### FRAGMENTO DEL TEXTO ###

Y a la vuelta del puente otro mensajito de paz de ETA. Y al insigne Rajoy diciendo que nuestros hijos por suerte no conocen lo que fue ETA.

Terminé el libro y lo primero que pensé es exactamente lo mismo que Rajoy: que nuestros hijos no conocen lo que fue ETA, pero no por suerte, para nuestra desgracia, porque, como decía antes, lo que reconocen como realidad es la anulación de la realidad de los últimos 40 años, de las víctimas como tal, de la Constitución como ley legítima, del estado de bienestar y progreso que nos ha permitido construir la democracia y ETA lo hería siempre que podía, de la libertad de la que hemos disfrutado estos años y se les negó a muchos ciudadanos vascos por pensar diferente al “relato” de opresión, justificante de la lucha armada, dirigida hacia su región.

### REGISTROS DE DATOS ###

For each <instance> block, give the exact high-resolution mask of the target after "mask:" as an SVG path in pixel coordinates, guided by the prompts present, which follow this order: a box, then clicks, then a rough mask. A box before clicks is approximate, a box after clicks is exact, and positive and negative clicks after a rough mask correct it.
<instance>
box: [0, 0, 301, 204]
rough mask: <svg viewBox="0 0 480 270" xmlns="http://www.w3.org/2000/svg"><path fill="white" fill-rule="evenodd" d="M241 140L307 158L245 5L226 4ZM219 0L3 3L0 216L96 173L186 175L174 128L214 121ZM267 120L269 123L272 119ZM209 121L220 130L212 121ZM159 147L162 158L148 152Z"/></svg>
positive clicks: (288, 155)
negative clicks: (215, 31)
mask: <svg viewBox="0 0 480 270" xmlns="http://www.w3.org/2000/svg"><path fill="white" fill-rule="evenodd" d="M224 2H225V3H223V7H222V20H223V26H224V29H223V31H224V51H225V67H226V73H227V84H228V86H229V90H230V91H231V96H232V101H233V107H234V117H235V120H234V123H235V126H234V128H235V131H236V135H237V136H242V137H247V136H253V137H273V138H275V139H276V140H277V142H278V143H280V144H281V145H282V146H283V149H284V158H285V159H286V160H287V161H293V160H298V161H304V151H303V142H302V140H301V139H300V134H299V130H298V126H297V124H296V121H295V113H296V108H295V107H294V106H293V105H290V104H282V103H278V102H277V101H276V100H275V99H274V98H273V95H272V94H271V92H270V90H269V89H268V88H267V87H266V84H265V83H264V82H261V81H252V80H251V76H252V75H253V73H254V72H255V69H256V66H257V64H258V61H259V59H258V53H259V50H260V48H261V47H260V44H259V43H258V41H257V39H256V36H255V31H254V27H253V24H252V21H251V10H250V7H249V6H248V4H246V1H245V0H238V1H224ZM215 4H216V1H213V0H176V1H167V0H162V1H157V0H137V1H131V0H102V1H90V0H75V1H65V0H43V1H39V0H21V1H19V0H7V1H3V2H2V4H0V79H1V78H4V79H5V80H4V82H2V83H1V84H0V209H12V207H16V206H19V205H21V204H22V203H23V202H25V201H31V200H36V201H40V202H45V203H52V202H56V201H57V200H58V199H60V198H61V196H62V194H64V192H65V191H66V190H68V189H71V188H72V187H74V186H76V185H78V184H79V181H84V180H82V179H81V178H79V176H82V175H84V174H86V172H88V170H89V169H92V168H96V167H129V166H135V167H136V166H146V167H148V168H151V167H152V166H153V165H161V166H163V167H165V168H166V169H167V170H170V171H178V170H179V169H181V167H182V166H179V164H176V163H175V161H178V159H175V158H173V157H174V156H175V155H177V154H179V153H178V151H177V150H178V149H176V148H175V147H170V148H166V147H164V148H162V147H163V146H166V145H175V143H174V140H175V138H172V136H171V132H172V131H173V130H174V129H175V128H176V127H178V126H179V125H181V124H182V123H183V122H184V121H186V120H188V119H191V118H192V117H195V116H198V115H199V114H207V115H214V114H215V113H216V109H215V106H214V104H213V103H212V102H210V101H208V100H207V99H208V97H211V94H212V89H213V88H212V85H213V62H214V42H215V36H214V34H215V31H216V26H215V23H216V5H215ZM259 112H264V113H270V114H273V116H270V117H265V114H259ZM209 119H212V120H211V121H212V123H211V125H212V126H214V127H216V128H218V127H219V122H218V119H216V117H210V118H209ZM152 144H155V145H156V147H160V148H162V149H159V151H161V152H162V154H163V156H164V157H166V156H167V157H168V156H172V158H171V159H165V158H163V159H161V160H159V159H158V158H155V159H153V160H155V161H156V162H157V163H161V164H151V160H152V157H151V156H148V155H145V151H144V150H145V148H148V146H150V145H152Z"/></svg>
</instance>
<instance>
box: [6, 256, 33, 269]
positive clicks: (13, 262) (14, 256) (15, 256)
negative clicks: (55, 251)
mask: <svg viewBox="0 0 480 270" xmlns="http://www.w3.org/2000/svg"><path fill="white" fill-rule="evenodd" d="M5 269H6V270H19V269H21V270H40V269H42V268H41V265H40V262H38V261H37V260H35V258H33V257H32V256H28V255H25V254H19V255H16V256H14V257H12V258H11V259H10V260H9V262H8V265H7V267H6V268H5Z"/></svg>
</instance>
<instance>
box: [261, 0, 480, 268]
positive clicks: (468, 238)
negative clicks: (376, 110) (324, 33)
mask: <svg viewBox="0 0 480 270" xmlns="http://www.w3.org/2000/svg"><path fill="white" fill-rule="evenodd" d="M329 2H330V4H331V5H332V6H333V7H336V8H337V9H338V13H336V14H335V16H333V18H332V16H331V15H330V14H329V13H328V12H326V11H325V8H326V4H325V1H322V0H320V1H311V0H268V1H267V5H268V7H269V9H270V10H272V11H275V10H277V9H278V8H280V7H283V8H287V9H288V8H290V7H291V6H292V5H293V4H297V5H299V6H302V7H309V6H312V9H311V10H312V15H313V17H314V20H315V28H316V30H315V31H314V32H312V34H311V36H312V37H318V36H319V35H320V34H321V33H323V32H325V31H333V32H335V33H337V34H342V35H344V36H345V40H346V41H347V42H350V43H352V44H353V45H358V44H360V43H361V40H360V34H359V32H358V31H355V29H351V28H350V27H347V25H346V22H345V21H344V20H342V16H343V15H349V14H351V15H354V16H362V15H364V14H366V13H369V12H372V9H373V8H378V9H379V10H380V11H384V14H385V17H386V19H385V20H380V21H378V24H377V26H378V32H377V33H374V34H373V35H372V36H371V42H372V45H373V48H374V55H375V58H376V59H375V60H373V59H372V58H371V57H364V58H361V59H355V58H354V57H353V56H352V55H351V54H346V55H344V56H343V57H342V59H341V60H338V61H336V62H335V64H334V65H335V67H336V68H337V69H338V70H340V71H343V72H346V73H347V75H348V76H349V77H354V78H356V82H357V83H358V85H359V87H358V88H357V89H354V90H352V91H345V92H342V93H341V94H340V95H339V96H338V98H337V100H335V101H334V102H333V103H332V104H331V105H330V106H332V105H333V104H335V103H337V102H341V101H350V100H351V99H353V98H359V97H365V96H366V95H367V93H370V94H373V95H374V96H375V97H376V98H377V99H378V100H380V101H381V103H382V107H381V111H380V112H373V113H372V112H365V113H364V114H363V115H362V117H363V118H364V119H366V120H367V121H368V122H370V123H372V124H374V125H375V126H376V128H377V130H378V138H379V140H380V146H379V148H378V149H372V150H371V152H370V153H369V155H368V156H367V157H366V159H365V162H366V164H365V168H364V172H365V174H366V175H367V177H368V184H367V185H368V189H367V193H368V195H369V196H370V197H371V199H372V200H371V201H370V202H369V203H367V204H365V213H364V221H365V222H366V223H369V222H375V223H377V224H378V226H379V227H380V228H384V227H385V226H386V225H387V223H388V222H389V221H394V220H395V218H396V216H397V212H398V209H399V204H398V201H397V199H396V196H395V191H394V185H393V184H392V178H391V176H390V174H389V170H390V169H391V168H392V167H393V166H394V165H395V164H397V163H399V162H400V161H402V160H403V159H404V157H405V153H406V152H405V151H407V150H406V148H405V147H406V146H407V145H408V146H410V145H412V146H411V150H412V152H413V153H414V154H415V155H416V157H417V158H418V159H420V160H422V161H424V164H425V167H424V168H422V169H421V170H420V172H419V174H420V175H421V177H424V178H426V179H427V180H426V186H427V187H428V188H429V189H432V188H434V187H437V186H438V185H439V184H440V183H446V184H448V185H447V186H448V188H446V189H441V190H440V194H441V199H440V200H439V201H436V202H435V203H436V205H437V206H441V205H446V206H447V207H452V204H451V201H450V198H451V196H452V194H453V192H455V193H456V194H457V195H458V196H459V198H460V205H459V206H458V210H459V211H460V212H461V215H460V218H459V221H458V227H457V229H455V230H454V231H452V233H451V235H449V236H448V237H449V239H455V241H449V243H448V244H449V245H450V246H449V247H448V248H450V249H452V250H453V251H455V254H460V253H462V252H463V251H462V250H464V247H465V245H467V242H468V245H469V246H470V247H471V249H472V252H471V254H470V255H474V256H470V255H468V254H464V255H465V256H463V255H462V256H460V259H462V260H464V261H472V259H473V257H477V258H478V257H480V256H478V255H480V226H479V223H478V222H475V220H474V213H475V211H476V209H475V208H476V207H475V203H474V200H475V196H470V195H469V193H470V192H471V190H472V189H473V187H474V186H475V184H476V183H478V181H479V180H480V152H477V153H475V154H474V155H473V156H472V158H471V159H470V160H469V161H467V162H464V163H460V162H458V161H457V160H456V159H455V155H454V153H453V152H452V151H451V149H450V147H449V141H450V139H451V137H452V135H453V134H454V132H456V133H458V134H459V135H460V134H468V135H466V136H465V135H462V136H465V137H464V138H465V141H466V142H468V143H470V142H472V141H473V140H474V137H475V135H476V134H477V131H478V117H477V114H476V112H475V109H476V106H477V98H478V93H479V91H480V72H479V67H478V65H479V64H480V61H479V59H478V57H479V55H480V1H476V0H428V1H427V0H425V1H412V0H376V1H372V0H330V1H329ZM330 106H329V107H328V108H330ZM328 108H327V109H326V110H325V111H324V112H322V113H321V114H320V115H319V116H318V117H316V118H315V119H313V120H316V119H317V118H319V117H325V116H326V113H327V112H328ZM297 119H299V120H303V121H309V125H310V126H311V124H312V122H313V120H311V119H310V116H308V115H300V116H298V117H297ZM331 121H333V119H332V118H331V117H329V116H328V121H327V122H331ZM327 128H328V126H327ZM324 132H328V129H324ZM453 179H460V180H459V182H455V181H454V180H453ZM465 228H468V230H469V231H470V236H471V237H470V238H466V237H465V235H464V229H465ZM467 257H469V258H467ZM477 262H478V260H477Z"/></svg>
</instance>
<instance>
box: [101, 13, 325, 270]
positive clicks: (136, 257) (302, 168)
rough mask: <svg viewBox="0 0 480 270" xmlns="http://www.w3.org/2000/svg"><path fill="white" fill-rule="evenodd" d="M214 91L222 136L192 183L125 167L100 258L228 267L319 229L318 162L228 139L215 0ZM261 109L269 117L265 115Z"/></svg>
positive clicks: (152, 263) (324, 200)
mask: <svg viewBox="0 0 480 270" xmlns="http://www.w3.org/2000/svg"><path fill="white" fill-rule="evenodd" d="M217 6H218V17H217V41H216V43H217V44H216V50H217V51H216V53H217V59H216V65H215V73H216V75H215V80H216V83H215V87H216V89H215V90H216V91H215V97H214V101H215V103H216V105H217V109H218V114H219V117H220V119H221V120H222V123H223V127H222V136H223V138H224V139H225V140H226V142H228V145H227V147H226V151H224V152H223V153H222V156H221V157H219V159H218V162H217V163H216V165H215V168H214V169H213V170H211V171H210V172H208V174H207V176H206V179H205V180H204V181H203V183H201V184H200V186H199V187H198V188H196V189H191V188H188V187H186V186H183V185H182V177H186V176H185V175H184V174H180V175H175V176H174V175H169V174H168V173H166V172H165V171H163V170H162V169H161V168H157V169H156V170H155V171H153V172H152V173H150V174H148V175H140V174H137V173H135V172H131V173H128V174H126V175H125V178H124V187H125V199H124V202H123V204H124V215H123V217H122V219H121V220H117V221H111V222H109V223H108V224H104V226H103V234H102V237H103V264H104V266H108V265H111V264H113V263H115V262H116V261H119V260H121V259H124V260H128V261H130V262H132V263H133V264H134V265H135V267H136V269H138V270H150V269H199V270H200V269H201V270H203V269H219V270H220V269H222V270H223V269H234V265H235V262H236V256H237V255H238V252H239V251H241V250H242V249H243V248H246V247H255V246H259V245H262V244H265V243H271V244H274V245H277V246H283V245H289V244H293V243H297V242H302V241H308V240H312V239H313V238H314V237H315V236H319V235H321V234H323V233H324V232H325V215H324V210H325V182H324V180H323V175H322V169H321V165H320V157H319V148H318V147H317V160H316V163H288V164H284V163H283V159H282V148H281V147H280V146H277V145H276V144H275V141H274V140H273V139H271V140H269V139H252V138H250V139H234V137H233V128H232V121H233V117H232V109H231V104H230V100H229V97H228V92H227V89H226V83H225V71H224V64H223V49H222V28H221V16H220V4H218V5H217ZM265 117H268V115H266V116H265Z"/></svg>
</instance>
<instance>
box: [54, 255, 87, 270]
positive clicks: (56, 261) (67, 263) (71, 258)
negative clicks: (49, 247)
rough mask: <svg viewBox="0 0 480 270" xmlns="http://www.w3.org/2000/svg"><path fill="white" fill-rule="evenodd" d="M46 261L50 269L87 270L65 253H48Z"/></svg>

###

__PREGUNTAS POR RESPONDER__:
A) Responde estas preguntas sobre el texto acerca de ETA:
(i) ¿Qué dijo Rajoy sobre nuestros hijos?
(ii) ¿Qué terminó quien escribe antes de pensar lo mismo que Rajoy?
(iii) ¿De cuántos años es la realidad que, según el texto, se ha anulado?
B) Extrae del texto sobre ETA el tramo que empieza con las palabras "Y a la vuelta" y termina con "hacia su región.".
El listado viene de otra fuente.

__EJERCICIO RESUELTO__:
A)
(i) Que por suerte no conocen lo que fue ETA.
(ii) El libro.
(iii) De los últimos 40 años.

B)
Y a la vuelta del puente otro mensajito de paz de ETA. Y al insigne Rajoy diciendo que nuestros hijos por suerte no conocen lo que fue ETA.

Terminé el libro y lo primero que pensé es exactamente lo mismo que Rajoy: que nuestros hijos no conocen lo que fue ETA, pero no por suerte, para nuestra desgracia, porque, como decía antes, lo que reconocen como realidad es la anulación de la realidad de los últimos 40 años, de las víctimas como tal, de la Constitución como ley legítima, del estado de bienestar y progreso que nos ha permitido construir la democracia y ETA lo hería siempre que podía, de la libertad de la que hemos disfrutado estos años y se les negó a muchos ciudadanos vascos por pensar diferente al “relato” de opresión, justificante de la lucha armada, dirigida hacia su región.